### Goal of the exercise
Write out all entries word for word.

<<<<

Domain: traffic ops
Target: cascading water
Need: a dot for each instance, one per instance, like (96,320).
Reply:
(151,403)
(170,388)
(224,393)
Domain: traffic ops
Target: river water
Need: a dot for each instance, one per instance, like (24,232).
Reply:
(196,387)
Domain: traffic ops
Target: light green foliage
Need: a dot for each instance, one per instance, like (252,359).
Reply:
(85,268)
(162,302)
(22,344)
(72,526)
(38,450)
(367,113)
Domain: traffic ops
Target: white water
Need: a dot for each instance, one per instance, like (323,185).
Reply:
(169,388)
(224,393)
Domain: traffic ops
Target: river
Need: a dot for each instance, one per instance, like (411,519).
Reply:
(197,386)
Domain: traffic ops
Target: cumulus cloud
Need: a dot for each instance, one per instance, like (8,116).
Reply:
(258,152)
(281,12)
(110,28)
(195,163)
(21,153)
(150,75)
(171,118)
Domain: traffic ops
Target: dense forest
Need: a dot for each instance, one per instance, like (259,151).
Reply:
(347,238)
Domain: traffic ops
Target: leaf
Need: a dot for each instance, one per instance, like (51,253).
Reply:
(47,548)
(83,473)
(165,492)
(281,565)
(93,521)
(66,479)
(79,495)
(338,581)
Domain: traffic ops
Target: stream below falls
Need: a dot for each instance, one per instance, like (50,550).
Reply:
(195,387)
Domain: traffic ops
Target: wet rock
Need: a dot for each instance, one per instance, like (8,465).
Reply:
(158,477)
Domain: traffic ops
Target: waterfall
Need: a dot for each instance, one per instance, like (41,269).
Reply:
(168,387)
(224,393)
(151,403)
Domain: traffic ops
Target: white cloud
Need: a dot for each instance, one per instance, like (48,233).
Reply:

>>>>

### Output for this task
Domain: traffic ops
Target: cascading water
Need: a dot for each instance, one per instance, like (96,320).
Reply:
(151,403)
(170,388)
(224,393)
Domain: traffic ops
Target: river water
Need: a dot for each instance, one per instance, like (24,232).
Reply:
(196,387)
Domain: traffic ops
Target: light green foliage
Need: a dot for each instance, one per instance, like (252,359).
Reply:
(85,268)
(162,302)
(22,344)
(72,526)
(38,450)
(367,113)
Domain: traffic ops
Target: white water
Need: a dot for each instance, one per instance, like (323,185).
Reply:
(169,388)
(224,393)
Domain: traffic ops
Target: river
Need: a dot for each instance, one per instance, like (411,519).
Reply:
(197,386)
Domain: traffic ops
Target: cumulus cloud
Need: a dot for each instance, one per instance, like (8,116).
Reply:
(258,152)
(281,12)
(110,28)
(195,163)
(21,153)
(150,75)
(171,118)
Domain: traffic ops
Target: dense forest
Need: a dot for each instance, one per instance, like (259,151).
Reply:
(347,238)
Domain: traffic ops
Target: leaf
Need: a dot for each instance, one per instance, like (51,253).
Reply:
(47,548)
(83,473)
(165,492)
(281,565)
(93,521)
(66,479)
(79,495)
(338,581)
Domain: traffic ops
Target: stream below falls
Need: a dot for each instance, one per instance, like (50,550).
Reply:
(195,387)
Domain: traffic ops
Target: wet rock
Need: a dot for each instance, one per instance, like (8,465).
Reply:
(158,477)
Domain: traffic ops
Target: waterfall
Need: a dot for each instance, one per instance, like (41,269).
Reply:
(168,387)
(224,393)
(151,403)
Domain: traffic ops
Target: white cloud
Need: a dot for each instance, one per instance, like (48,233).
Reply:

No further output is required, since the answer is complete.